Provided text:
-- start --
So, when you were a teenager, did you have to work a summer job?

A lot of us did.

But a new study found that over the past couple of decades, the number of teenagers working summer jobs has dropped off dramatically.

I'm still a youngster, who is still learning the ways on how the work first works out here for the civilian sector,” said Aldo Granados, looking for work at a job fair in Clearwater, Tuesday.

Granados, a student, was looking for a summer job.

He was, by far, one of the youngest faces in the crowd. He noticed it. And so did potential employers.

“I don't see as many myself. And those are some of the people were looking for,” said Bill Imeri, a recruiter with New York Life.

A new study from Careerbuilder which compiled recent labor statistics found that teenagers just aren't looking for summer jobs the way they used to.

In 1989 70% had work in the summer months. Last year, that number plummeted to just 43%.

“Maybe they just don't feel the same type of pressure,” said Jose Castanon, a recruiter with Arrow Sign Spinners.

“Different times, different attitudes, different personalities. Different people. Those times are gone, I guess,” said Imeri.

Now, before you go calling today’s teens lazy, you should know the same study found some other reasons behind those numbers.

While teenagers are working less, they are studying more. Four times as many teens go to summer school to earn college credits as did in the 1980’s.
-- end --
Exercise requirements:
1 – From the article above on teenage summer jobs, list every person whose words are quoted.
2 – Extend the article above on the decline in teenage summer jobs, picking up after its final sentence.

Provided data:
-- start --
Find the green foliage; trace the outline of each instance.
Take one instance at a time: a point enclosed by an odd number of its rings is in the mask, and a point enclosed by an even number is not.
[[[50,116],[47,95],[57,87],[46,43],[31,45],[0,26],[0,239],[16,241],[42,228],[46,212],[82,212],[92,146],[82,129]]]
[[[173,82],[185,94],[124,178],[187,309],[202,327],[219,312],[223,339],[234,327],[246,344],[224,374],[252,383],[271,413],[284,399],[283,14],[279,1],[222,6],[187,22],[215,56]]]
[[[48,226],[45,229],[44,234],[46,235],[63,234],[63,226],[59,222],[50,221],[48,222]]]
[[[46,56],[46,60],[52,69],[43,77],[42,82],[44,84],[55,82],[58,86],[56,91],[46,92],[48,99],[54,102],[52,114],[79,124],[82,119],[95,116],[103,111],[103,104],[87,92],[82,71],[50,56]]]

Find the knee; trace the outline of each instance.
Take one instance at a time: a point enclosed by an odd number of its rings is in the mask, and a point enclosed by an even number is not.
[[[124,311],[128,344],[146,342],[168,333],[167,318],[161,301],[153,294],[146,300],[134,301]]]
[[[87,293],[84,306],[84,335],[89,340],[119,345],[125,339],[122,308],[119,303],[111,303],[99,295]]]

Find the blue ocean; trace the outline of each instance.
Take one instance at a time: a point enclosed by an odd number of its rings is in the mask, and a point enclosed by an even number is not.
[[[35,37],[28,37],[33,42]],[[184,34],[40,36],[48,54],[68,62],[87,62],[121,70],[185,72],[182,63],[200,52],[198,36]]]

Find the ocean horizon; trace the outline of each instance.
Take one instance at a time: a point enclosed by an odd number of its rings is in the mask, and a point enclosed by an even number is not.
-- end --
Answers for the exercise:
1 –
Aldo Granados
Bill Imeri
Jose Castanon

2 –
Those credits, say, teens, can be more valuable than a minimum wage job will cover.

Young people and their parents are also interested in getting their kids volunteer work hours meant to impress college recruiters.

“So, it has to do with us thinking in the long run. How it's going to benefit us in the future. Not in the present, but in the future,” said Granados.

The study also found teens face increased competition from immigrants and older people staying in the workplace longer. And retirees getting back into the workplace, taking entry-level jobs young people used to.

“People have been through it. They know what it takes. The ups and the downs. The commitment. They have work ethics,” said Imeri.

Still, job prospects are a lot better than they were at the height of the recession when teenage unemployment hit 27%.

Today it's just over 14%.

And there's more encouraging news for teenagers who are trying to find work. The same study also found that 41% of employers were looking to hire seasonal workers this summer.

That's up from just 29% last year.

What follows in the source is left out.